* OBJECTIVE: Copy every line of the material below word for word.

* Region annotation entries:

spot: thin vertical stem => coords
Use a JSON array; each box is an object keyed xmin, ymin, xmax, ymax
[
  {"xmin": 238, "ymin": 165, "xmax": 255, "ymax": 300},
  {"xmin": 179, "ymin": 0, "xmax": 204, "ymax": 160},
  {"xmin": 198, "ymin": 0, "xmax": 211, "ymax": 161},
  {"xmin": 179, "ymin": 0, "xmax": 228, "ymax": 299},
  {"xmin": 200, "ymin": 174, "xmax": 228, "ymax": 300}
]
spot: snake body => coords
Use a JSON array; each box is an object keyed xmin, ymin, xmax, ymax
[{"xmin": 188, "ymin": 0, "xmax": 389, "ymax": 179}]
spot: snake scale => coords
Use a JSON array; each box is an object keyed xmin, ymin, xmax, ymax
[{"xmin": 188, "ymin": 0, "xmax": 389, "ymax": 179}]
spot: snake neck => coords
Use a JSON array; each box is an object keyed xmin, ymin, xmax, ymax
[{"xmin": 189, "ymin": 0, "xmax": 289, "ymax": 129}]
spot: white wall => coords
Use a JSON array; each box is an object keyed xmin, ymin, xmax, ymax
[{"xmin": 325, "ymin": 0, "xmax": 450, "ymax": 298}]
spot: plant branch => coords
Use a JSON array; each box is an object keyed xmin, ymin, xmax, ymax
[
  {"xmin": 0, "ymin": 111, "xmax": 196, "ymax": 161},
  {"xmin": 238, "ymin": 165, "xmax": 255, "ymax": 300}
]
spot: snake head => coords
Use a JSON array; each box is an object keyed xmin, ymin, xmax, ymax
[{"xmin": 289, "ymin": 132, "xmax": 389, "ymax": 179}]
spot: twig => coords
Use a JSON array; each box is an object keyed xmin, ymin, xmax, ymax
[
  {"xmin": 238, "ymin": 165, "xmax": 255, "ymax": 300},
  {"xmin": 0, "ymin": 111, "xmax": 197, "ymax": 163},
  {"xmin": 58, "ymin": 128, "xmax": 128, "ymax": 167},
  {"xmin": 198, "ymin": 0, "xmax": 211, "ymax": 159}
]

* COMPLETED TASK:
spot: thin vertical stem => coords
Use a JSON array; each box is an object keyed xmin, ymin, xmax, ymax
[
  {"xmin": 238, "ymin": 165, "xmax": 255, "ymax": 300},
  {"xmin": 179, "ymin": 0, "xmax": 204, "ymax": 160},
  {"xmin": 198, "ymin": 0, "xmax": 211, "ymax": 161},
  {"xmin": 179, "ymin": 0, "xmax": 228, "ymax": 299},
  {"xmin": 200, "ymin": 174, "xmax": 228, "ymax": 300}
]
spot: snake body => coords
Use a JSON array; each box is an object keyed xmin, ymin, xmax, ymax
[{"xmin": 188, "ymin": 0, "xmax": 389, "ymax": 179}]
spot: snake scale => coords
Use a JSON array; each box is an object keyed xmin, ymin, xmax, ymax
[{"xmin": 188, "ymin": 0, "xmax": 389, "ymax": 179}]
spot: snake neck => coords
Use a JSON array; each box is an object keyed xmin, ymin, xmax, ymax
[{"xmin": 189, "ymin": 0, "xmax": 289, "ymax": 129}]
spot: white wall => coords
Use a JSON array; each box is an object keyed xmin, ymin, xmax, ymax
[{"xmin": 325, "ymin": 0, "xmax": 450, "ymax": 298}]
spot: plant branch => coords
Use a JSON array; each box is an object keyed xmin, ymin, xmax, ymax
[
  {"xmin": 0, "ymin": 111, "xmax": 196, "ymax": 161},
  {"xmin": 238, "ymin": 165, "xmax": 255, "ymax": 300}
]
spot: snake head => coords
Use a JSON array; each box is an object keyed xmin, ymin, xmax, ymax
[{"xmin": 289, "ymin": 132, "xmax": 389, "ymax": 179}]
spot: twig => coords
Use a JSON array; each box is an object keyed xmin, ymin, xmax, ymax
[
  {"xmin": 238, "ymin": 165, "xmax": 255, "ymax": 300},
  {"xmin": 0, "ymin": 111, "xmax": 197, "ymax": 163},
  {"xmin": 58, "ymin": 128, "xmax": 128, "ymax": 167},
  {"xmin": 198, "ymin": 0, "xmax": 211, "ymax": 159}
]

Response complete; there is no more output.